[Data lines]
########################################

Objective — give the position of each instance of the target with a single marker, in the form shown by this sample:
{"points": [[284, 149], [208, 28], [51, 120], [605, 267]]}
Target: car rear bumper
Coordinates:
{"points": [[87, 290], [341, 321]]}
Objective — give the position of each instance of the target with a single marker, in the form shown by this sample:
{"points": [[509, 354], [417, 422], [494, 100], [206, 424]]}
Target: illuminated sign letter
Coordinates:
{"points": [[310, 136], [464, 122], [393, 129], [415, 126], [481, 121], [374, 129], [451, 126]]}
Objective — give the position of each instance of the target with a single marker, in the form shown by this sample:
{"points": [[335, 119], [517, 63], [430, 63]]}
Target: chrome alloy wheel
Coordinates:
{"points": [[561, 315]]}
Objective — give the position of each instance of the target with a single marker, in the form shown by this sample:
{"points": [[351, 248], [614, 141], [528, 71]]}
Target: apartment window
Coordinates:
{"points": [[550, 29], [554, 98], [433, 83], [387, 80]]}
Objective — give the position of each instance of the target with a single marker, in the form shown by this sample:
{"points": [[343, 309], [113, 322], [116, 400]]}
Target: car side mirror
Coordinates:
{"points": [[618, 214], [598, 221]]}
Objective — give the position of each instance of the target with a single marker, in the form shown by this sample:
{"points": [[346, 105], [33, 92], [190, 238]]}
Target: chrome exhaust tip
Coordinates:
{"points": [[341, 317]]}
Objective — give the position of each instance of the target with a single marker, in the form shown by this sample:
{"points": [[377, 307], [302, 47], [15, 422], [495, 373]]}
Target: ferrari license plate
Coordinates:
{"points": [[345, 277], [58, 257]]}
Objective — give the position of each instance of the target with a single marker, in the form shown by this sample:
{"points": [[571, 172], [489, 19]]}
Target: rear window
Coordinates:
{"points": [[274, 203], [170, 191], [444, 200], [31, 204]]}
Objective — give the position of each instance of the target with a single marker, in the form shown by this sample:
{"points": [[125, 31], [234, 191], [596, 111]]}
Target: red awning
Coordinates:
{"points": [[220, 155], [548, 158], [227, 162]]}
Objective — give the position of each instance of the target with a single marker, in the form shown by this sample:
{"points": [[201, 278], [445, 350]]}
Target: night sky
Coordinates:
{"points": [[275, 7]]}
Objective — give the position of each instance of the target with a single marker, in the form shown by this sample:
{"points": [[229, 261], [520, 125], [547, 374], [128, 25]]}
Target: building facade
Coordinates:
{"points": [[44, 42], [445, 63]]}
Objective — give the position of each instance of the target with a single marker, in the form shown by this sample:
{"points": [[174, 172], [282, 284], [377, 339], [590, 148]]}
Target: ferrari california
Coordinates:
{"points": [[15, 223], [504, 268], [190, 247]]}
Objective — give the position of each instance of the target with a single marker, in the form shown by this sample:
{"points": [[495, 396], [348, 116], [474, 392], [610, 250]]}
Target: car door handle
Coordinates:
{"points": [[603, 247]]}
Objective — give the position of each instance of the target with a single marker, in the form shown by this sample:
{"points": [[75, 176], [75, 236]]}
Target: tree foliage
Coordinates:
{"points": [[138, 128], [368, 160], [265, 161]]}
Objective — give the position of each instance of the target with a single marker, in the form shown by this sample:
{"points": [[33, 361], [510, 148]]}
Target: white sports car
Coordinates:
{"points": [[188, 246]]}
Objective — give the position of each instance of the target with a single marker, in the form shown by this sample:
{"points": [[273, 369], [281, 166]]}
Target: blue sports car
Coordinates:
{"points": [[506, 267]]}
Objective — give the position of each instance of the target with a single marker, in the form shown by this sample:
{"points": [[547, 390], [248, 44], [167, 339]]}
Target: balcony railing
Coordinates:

########################################

Please collect every line of the records above that contains the word "chrome".

Target: chrome alloy wheel
Target: chrome exhaust tip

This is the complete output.